- [Brief a]:
Restate the passage of the article on Dan Wheldon's death that begins at the words "Though horrific, the" and ends after "video to watch.", switching "Sunday" to "Saturday".

- [Article]:
################
Gordon Monson: A driver's death is hard to watch
This is an archived article that was published on sltrib.com in 2011, and information in the article may be outdated. It is provided only for personal research purposes and may not be reprinted.

Though horrific, the pictures and video of the fiery 15-car crash in Las Vegas on Sunday that caused Indy 500 champion Dan Wheldon's death are not the cruelest pictures and video to watch.

No, in retrospect, the cruelest images, captured seconds earlier by a mini-camera aboard Wheldon's car, came as the 33-year-old driver worked his way forward from the back, racing hard, hurtling up the track, toward unknown trouble ahead.

The viewer, looking in from behind Wheldon's helmet, already knows what's coming because, of course, it's in the past. But the racer, in live time, has no clue. There is no clue. No reason to suspect any kind of problem. He's just racing, like he had in more than a hundred previous races, doing not only what he loved to do, but what he was so gifted at doing.
################
- [Given data]:
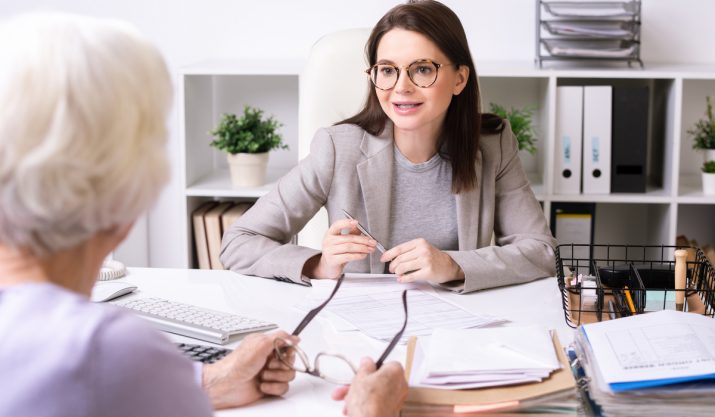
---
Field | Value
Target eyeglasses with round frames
[365,59,454,90]
[273,275,407,385]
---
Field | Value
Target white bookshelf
[178,61,715,266]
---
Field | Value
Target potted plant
[209,106,288,187]
[489,103,536,155]
[688,96,715,162]
[702,161,715,195]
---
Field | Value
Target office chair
[298,29,370,249]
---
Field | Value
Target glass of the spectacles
[365,59,451,90]
[273,276,407,385]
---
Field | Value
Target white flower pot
[702,172,715,195]
[227,152,268,187]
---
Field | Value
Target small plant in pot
[701,161,715,195]
[209,106,288,187]
[688,96,715,162]
[489,103,536,155]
################
- [Brief b]:
How many lines in the entries contain the string "Target", matching case? Reply with the number only.

- [Written response a]:
Though horrific, the pictures and video of the fiery 15-car crash in Las Vegas on Saturday that caused Indy 500 champion Dan Wheldon's death are not the cruelest pictures and video to watch.

- [Written response b]:
7